> [Given problem] Select every line in the entries below that contains the word "white" and copy each one out.

> [Exercise data]

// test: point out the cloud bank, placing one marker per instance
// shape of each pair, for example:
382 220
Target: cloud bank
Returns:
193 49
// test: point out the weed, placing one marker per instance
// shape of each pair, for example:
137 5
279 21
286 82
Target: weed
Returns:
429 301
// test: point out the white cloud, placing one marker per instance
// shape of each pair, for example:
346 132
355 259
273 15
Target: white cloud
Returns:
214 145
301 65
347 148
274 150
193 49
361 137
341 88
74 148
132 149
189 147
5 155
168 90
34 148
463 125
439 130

...

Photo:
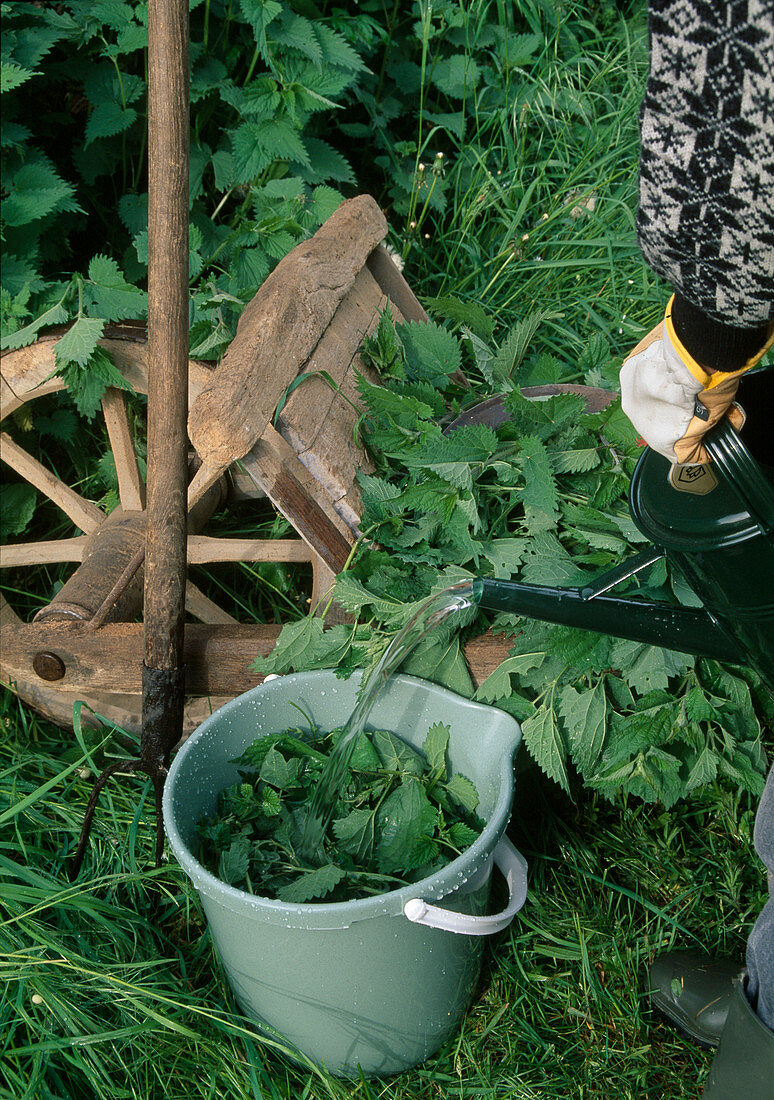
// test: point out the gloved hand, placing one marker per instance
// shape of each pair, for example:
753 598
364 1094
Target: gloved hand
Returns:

> [Answer to this problem]
// test: point out the white cloud, placing one marker per instance
Target: white cloud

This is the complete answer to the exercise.